--- THE PROBLEM ---
From the data that follows, set down exactly the lines from the one with "Query: tree line" through the one with "Query: rocky outcrop", counting both. Pictures stay out.
-- DATA SECTION follows --
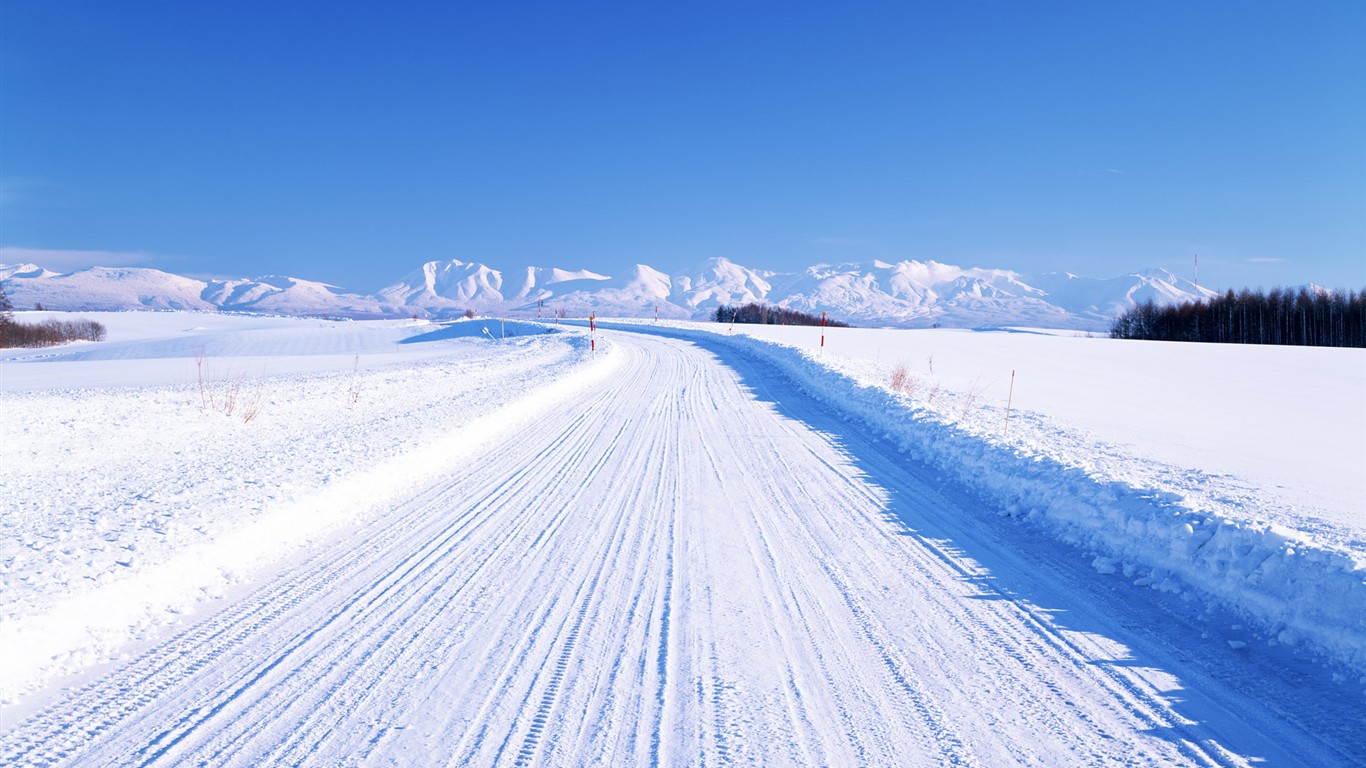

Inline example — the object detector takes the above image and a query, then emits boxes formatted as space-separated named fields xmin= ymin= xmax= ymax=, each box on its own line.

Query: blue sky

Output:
xmin=3 ymin=1 xmax=1362 ymax=292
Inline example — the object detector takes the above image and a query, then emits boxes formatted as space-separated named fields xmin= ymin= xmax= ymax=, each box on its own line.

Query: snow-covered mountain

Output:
xmin=672 ymin=257 xmax=776 ymax=313
xmin=375 ymin=260 xmax=510 ymax=311
xmin=1025 ymin=269 xmax=1219 ymax=326
xmin=763 ymin=260 xmax=1074 ymax=328
xmin=375 ymin=259 xmax=617 ymax=314
xmin=2 ymin=266 xmax=218 ymax=312
xmin=1 ymin=257 xmax=1216 ymax=329
xmin=0 ymin=264 xmax=383 ymax=316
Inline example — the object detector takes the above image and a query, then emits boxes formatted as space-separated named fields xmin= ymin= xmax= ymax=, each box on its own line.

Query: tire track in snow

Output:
xmin=725 ymin=342 xmax=1219 ymax=765
xmin=501 ymin=421 xmax=654 ymax=766
xmin=544 ymin=350 xmax=692 ymax=765
xmin=449 ymin=421 xmax=639 ymax=764
xmin=685 ymin=356 xmax=938 ymax=766
xmin=135 ymin=446 xmax=590 ymax=766
xmin=438 ymin=344 xmax=686 ymax=766
xmin=539 ymin=344 xmax=685 ymax=766
xmin=689 ymin=430 xmax=833 ymax=764
xmin=266 ymin=394 xmax=634 ymax=764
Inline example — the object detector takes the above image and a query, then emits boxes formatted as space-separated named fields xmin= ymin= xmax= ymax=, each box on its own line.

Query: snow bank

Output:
xmin=0 ymin=315 xmax=618 ymax=702
xmin=606 ymin=321 xmax=1366 ymax=675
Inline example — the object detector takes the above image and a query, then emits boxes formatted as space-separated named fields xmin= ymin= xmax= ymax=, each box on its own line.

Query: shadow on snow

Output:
xmin=648 ymin=326 xmax=1364 ymax=767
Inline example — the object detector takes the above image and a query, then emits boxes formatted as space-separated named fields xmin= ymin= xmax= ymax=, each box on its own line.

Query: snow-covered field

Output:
xmin=2 ymin=311 xmax=1363 ymax=765
xmin=1 ymin=313 xmax=607 ymax=703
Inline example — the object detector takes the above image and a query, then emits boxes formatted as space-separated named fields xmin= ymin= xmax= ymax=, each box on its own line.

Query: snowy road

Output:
xmin=3 ymin=330 xmax=1361 ymax=766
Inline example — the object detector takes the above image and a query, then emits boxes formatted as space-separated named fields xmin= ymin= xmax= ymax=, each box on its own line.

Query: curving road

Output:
xmin=2 ymin=330 xmax=1360 ymax=766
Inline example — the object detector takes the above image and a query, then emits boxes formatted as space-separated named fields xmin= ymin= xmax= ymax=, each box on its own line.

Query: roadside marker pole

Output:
xmin=820 ymin=312 xmax=827 ymax=351
xmin=500 ymin=318 xmax=505 ymax=339
xmin=655 ymin=304 xmax=659 ymax=323
xmin=1003 ymin=369 xmax=1016 ymax=436
xmin=590 ymin=313 xmax=596 ymax=353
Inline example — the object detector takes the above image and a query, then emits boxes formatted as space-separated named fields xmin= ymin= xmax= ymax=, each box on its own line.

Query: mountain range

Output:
xmin=0 ymin=258 xmax=1216 ymax=330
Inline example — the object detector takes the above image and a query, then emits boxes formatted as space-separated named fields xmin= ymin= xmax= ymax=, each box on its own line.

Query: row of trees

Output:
xmin=0 ymin=284 xmax=108 ymax=347
xmin=0 ymin=317 xmax=108 ymax=347
xmin=1110 ymin=287 xmax=1365 ymax=347
xmin=712 ymin=303 xmax=851 ymax=327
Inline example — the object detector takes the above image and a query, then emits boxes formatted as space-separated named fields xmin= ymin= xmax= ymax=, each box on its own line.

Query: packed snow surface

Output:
xmin=1 ymin=311 xmax=1362 ymax=766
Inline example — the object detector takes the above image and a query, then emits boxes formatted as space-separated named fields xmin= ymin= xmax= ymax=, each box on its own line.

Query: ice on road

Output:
xmin=2 ymin=331 xmax=1359 ymax=766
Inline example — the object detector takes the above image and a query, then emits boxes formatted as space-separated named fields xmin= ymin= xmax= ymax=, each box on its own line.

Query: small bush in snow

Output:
xmin=889 ymin=364 xmax=917 ymax=397
xmin=195 ymin=352 xmax=267 ymax=423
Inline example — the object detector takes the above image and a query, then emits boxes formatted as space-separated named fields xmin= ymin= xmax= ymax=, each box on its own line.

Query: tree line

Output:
xmin=712 ymin=303 xmax=851 ymax=327
xmin=1110 ymin=287 xmax=1365 ymax=347
xmin=0 ymin=284 xmax=108 ymax=348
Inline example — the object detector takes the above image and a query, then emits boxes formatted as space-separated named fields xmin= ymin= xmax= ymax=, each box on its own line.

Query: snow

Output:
xmin=2 ymin=311 xmax=1362 ymax=765
xmin=1 ymin=312 xmax=609 ymax=702
xmin=602 ymin=319 xmax=1366 ymax=673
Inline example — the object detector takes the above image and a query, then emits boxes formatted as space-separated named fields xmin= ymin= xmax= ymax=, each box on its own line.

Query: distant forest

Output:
xmin=713 ymin=303 xmax=851 ymax=327
xmin=1110 ymin=287 xmax=1365 ymax=347
xmin=0 ymin=284 xmax=108 ymax=348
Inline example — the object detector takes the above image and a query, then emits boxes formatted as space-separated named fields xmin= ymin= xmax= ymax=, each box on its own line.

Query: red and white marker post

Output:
xmin=820 ymin=311 xmax=827 ymax=351
xmin=590 ymin=313 xmax=596 ymax=352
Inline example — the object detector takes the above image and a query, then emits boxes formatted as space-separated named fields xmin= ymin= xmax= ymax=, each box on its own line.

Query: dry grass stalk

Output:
xmin=960 ymin=375 xmax=987 ymax=421
xmin=890 ymin=363 xmax=910 ymax=393
xmin=195 ymin=351 xmax=267 ymax=423
xmin=347 ymin=355 xmax=361 ymax=404
xmin=889 ymin=362 xmax=921 ymax=399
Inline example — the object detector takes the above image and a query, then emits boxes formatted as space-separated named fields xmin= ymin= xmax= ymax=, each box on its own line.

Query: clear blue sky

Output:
xmin=3 ymin=1 xmax=1363 ymax=292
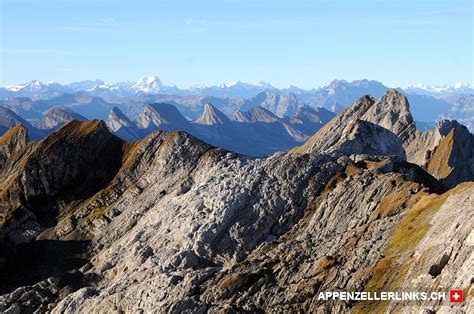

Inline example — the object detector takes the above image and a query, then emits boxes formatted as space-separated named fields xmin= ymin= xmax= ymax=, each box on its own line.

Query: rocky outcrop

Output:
xmin=106 ymin=107 xmax=142 ymax=141
xmin=292 ymin=95 xmax=375 ymax=153
xmin=2 ymin=99 xmax=335 ymax=157
xmin=137 ymin=103 xmax=197 ymax=135
xmin=0 ymin=106 xmax=44 ymax=139
xmin=386 ymin=182 xmax=473 ymax=313
xmin=0 ymin=125 xmax=29 ymax=172
xmin=240 ymin=92 xmax=306 ymax=118
xmin=283 ymin=106 xmax=335 ymax=136
xmin=361 ymin=88 xmax=417 ymax=144
xmin=299 ymin=88 xmax=473 ymax=188
xmin=403 ymin=127 xmax=440 ymax=166
xmin=325 ymin=120 xmax=406 ymax=159
xmin=424 ymin=120 xmax=474 ymax=187
xmin=188 ymin=180 xmax=472 ymax=313
xmin=0 ymin=89 xmax=472 ymax=313
xmin=403 ymin=119 xmax=474 ymax=188
xmin=37 ymin=107 xmax=86 ymax=130
xmin=0 ymin=120 xmax=124 ymax=243
xmin=234 ymin=106 xmax=281 ymax=123
xmin=195 ymin=103 xmax=230 ymax=125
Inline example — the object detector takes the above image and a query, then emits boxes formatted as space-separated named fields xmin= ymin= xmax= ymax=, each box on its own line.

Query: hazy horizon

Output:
xmin=1 ymin=0 xmax=472 ymax=88
xmin=2 ymin=75 xmax=473 ymax=91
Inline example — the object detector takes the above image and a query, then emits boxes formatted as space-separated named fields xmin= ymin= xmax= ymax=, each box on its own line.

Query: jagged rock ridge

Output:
xmin=0 ymin=89 xmax=472 ymax=313
xmin=37 ymin=107 xmax=87 ymax=130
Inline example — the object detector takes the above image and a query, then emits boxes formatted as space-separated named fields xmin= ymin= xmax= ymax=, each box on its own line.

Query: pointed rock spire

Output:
xmin=195 ymin=103 xmax=230 ymax=125
xmin=38 ymin=107 xmax=86 ymax=130
xmin=362 ymin=88 xmax=417 ymax=143
xmin=107 ymin=107 xmax=136 ymax=131
xmin=107 ymin=107 xmax=142 ymax=141
xmin=293 ymin=94 xmax=375 ymax=153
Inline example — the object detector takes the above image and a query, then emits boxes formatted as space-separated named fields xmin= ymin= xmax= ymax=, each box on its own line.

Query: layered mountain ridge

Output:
xmin=36 ymin=107 xmax=87 ymax=130
xmin=0 ymin=89 xmax=472 ymax=312
xmin=2 ymin=77 xmax=472 ymax=132
xmin=0 ymin=99 xmax=334 ymax=157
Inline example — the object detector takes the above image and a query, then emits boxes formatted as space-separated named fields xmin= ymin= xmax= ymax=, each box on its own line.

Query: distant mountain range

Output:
xmin=1 ymin=77 xmax=472 ymax=153
xmin=1 ymin=88 xmax=472 ymax=312
xmin=3 ymin=77 xmax=472 ymax=100
xmin=0 ymin=99 xmax=335 ymax=156
xmin=403 ymin=82 xmax=474 ymax=96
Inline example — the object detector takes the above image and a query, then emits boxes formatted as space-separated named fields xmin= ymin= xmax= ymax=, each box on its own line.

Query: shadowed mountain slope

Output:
xmin=0 ymin=89 xmax=472 ymax=312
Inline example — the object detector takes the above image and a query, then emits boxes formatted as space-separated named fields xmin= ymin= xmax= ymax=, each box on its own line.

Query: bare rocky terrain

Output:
xmin=0 ymin=89 xmax=472 ymax=313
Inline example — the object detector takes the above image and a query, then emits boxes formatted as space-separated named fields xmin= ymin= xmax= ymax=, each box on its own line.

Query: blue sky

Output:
xmin=0 ymin=0 xmax=472 ymax=88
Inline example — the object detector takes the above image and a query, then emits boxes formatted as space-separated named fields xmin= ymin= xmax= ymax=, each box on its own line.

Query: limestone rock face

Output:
xmin=195 ymin=103 xmax=230 ymax=125
xmin=240 ymin=92 xmax=306 ymax=118
xmin=106 ymin=107 xmax=142 ymax=141
xmin=403 ymin=119 xmax=474 ymax=187
xmin=293 ymin=93 xmax=406 ymax=160
xmin=403 ymin=127 xmax=440 ymax=166
xmin=325 ymin=120 xmax=406 ymax=159
xmin=0 ymin=106 xmax=44 ymax=139
xmin=0 ymin=88 xmax=472 ymax=313
xmin=0 ymin=125 xmax=29 ymax=171
xmin=194 ymin=169 xmax=471 ymax=314
xmin=386 ymin=182 xmax=474 ymax=313
xmin=238 ymin=106 xmax=281 ymax=123
xmin=37 ymin=107 xmax=86 ymax=130
xmin=0 ymin=120 xmax=124 ymax=244
xmin=137 ymin=103 xmax=197 ymax=135
xmin=293 ymin=95 xmax=375 ymax=154
xmin=424 ymin=120 xmax=474 ymax=187
xmin=362 ymin=88 xmax=417 ymax=144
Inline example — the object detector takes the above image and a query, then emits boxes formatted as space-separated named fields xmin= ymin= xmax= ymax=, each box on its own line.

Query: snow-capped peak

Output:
xmin=189 ymin=84 xmax=207 ymax=90
xmin=132 ymin=76 xmax=163 ymax=93
xmin=5 ymin=84 xmax=26 ymax=92
xmin=87 ymin=83 xmax=117 ymax=91
xmin=403 ymin=82 xmax=473 ymax=95
xmin=218 ymin=81 xmax=240 ymax=88
xmin=217 ymin=81 xmax=273 ymax=89
xmin=405 ymin=82 xmax=473 ymax=91
xmin=5 ymin=80 xmax=45 ymax=92
xmin=252 ymin=81 xmax=273 ymax=88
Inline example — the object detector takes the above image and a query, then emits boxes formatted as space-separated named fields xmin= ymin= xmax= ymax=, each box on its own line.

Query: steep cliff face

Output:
-- DATA SECTION concluded --
--- COMPLETED TASK ---
Query: tree line

Output:
xmin=712 ymin=303 xmax=851 ymax=327
xmin=1110 ymin=287 xmax=1365 ymax=347
xmin=0 ymin=284 xmax=108 ymax=348
Inline example — the object detector takes the above image and a query, then emits boxes formatted as space-separated named fields xmin= ymin= xmax= ymax=, each box on its own line.

Query: snow

Output:
xmin=2 ymin=311 xmax=1362 ymax=765
xmin=1 ymin=312 xmax=609 ymax=702
xmin=602 ymin=319 xmax=1366 ymax=673
Inline example — the object detector takes the above image and a query, then emits boxes formatted as space-separated named fields xmin= ymin= xmax= ymax=, each box on its own line.

Query: distant forest

Output:
xmin=713 ymin=303 xmax=851 ymax=327
xmin=1110 ymin=287 xmax=1365 ymax=347
xmin=0 ymin=284 xmax=108 ymax=348
Inline example — the object detector takes the above image and a query, then emits boxes formatted as space-separated named fields xmin= ymin= xmax= ymax=, each box on its own line.

Query: red and white marker post

Output:
xmin=820 ymin=311 xmax=827 ymax=351
xmin=590 ymin=313 xmax=596 ymax=352
Inline example — the object detector takes the above image and a query, then emits boxes formatted as space-separated named fields xmin= ymin= xmax= ymax=, each box on its own line.

Query: dry grass stalk

Output:
xmin=960 ymin=375 xmax=987 ymax=421
xmin=890 ymin=363 xmax=910 ymax=393
xmin=195 ymin=351 xmax=267 ymax=423
xmin=347 ymin=355 xmax=361 ymax=404
xmin=889 ymin=362 xmax=921 ymax=399
Inline example — the object detector takes the above image and a query, then emits boxes formatted as space-separated named fields xmin= ymin= xmax= ymax=, each box on its own line.

Query: clear blue sky

Output:
xmin=3 ymin=1 xmax=1363 ymax=292

Inline example — the object detector takes the above image and a query, then emits boxes formatted as space-separated named fields xmin= ymin= xmax= ymax=, each box on its own line.

Query: rocky outcrop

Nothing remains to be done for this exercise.